ZU ERLEDIGEN:
Beantworte kurz diese Fragen zum Artikel über die Anklageschrift gegen Beate Zschäpe:
(a) Wie viele Seiten und wie viele Fußnoten hat die Anklageschrift?
(b) Wofür haben Ermittler Videoaufnahmen von Beate Zschäpe erstellt?
(c) In welchem Alter hätte sie laut dem Artikel die „lebenslange“ Haftstrafe verbüßt?

VORLIEGENDER TEXT:
────────

Anklageschrift gegen Beate Zschäpe: Kompendium des Grauens

488 Seiten und 1.654 Fußnoten stark ist die Anklageschrift gegen Beate Zschäpe. Die Bundesanwaltschaft glaubt, dass sie für immer weggesperrt werden könnte.

Angeklagt: Ermittler haben Videoaufnahmen von Beate Zschäpe für Zeugengegenüberstellungen erstellt. Bild: screenshot

BERLIN taz | Die Bundesanwaltschaft hält Beate Zschäpe für hochgefährlich. So gefährlich, dass sie in den Augen der Karlsruher Ankläger nach verbüßter „lebenslanger“ Haftstrafe mit Mitte 50 oder Anfang 60 weiter weggesperrt bleiben könnte.

────────

BEREITGESTELLTES MATERIAL:
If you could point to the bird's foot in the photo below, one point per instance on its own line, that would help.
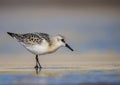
(36, 67)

────────

LÖSUNG:
(a) 488 Seiten und 1.654 Fußnoten
(b) Für Zeugengegenüberstellungen
(c) Mit Mitte 50 oder Anfang 60